**EXERCISE DIRECTIONS:**
In your answer, copy every entry that follows exactly.

==========

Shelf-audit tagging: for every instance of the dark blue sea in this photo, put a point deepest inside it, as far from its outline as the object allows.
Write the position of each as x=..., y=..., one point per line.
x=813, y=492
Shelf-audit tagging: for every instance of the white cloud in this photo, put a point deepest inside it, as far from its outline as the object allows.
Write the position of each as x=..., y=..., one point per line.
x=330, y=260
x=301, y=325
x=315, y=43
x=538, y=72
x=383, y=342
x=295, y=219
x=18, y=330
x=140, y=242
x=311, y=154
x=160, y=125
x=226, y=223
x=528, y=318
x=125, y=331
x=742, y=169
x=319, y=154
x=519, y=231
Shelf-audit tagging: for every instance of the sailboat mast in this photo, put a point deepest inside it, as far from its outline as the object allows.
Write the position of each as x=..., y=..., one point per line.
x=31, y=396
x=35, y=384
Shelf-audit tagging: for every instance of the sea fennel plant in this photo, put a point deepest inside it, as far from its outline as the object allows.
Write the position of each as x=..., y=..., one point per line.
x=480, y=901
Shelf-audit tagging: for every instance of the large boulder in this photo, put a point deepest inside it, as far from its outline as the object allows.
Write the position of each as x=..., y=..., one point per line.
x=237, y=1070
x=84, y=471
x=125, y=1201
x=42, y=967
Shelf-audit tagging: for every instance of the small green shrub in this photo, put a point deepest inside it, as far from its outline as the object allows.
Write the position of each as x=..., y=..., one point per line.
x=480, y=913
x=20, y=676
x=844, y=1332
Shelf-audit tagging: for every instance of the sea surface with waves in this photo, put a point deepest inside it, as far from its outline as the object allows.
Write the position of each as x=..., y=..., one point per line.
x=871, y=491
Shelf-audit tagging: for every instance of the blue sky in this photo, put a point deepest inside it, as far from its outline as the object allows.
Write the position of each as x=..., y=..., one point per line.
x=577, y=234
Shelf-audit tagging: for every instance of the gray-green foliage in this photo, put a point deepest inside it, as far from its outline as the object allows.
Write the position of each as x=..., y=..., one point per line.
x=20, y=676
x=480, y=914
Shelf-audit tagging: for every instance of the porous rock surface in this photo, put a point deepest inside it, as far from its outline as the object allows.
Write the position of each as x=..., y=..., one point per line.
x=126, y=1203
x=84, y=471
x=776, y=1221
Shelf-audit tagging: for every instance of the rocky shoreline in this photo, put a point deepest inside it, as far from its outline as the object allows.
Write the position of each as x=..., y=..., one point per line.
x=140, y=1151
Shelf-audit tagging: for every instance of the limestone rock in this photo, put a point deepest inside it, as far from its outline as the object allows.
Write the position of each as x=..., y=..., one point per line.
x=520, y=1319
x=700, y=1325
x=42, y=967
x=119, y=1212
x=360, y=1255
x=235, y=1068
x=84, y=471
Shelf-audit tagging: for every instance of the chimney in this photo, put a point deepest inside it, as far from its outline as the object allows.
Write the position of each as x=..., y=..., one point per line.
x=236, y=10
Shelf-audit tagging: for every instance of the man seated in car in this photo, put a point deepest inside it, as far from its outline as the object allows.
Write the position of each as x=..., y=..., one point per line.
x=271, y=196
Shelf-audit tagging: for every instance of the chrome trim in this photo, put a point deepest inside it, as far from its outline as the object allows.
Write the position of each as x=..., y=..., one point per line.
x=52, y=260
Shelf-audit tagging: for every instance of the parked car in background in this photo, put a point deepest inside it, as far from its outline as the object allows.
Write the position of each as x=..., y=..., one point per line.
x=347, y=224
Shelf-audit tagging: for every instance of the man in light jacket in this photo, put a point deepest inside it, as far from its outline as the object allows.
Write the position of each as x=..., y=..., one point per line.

==========

**YOUR SOLUTION:**
Shelf-audit tagging: for every instance of the dark blue sea in this photo, put a point deepest inside it, as far from its outline as the object allows.
Write the position of each as x=..., y=..., one point per line.
x=813, y=492
Shelf-audit tagging: for every instance of the white cloud in this photo, put a point deepest inside it, as far from its outline as the object allows.
Write the position of each as x=..., y=..., one point per line.
x=330, y=260
x=301, y=325
x=315, y=43
x=538, y=72
x=383, y=342
x=295, y=219
x=18, y=330
x=140, y=242
x=311, y=154
x=160, y=125
x=226, y=223
x=528, y=318
x=125, y=331
x=742, y=169
x=319, y=154
x=519, y=231
Shelf-audit tagging: for every instance of the sailboat mast in this photo, put a point deepest inside it, as far from its outline as the object allows.
Write the position of each as x=..., y=..., one point per line.
x=31, y=396
x=35, y=384
Shelf-audit tagging: for every instance of the sea fennel plant in this photo, put a point deepest inside it, as far from its outline as the object allows.
Write the position of each as x=..., y=..., one point per line.
x=480, y=901
Shelf-audit tagging: for every instance of the large boulder in this photo, put a point deepest inside it, as far from its outline as the object allows.
Write the position of each as x=..., y=..., one point per line.
x=237, y=1070
x=84, y=471
x=125, y=1201
x=42, y=967
Shelf-audit tagging: for every instance of the small green shrub in this photo, put a point deepest inside it, as far from its outline as the object allows.
Write the position of each as x=..., y=..., one point per line.
x=480, y=913
x=20, y=676
x=844, y=1332
Shelf-audit tagging: for every instance of the sea surface with waves in this photo, put a point deepest inside it, as far from its outline as the object allows.
Write the position of each as x=..., y=..., one point per line.
x=871, y=491
Shelf-audit tagging: for every instance of the blue sky in this photo, put a point deepest inside it, as far from its outline as the object allows.
Write the position of each as x=..., y=..., one point per line.
x=577, y=234
Shelf-audit tagging: for every instance of the gray-green foliage in this photo, put a point deepest inside it, as far from its outline as the object allows.
Write the position of each as x=..., y=..., one point per line.
x=20, y=676
x=480, y=914
Shelf-audit tagging: for every instance of the porous rock surface in this photo, put a point deepest inside it, as far from its outline as the object allows.
Write the position of each as x=..., y=..., one point per line.
x=126, y=1203
x=84, y=471
x=776, y=1221
Shelf-audit tagging: for every instance of the rocky shoreline in this photo, put a point deepest inside it, as far from its outline as the object allows.
Write the position of each as x=..., y=..., one point per line.
x=140, y=1151
Shelf-audit tagging: for every instance of the limestone rock in this photo, put a point deepest inside it, as far from its outline as the object allows.
Write the position of each as x=..., y=..., one point per line.
x=520, y=1319
x=700, y=1325
x=42, y=967
x=119, y=1212
x=360, y=1255
x=235, y=1068
x=84, y=471
Shelf-audit tagging: for every instance of the chimney in this photo, put a point deepest inside it, as far from its outline as the object allows.
Write the position of each as x=..., y=..., one point per line.
x=236, y=10
Shelf-audit tagging: for every instance of the man seated in car in this photo, put a point deepest inside it, as far from its outline as the object allows.
Write the position of each as x=..., y=..., one point per line.
x=271, y=196
Shelf-audit tagging: for every instance of the chrome trim in this photo, put a point deepest inside it, as far from its outline as the object allows.
Write the position of each as x=..., y=..., one point per line.
x=52, y=260
Shelf-audit tagging: for every instance of the parked car in background in this photo, put a point deepest inside it, as far from its outline as the object allows.
Write the position of each as x=..., y=..., one point per line.
x=347, y=224
Shelf-audit tagging: for every instance of the man in light jacket in this photo, put a point deepest inside it, as far from its outline as the object allows.
Write the position of each as x=..., y=..., one point per line.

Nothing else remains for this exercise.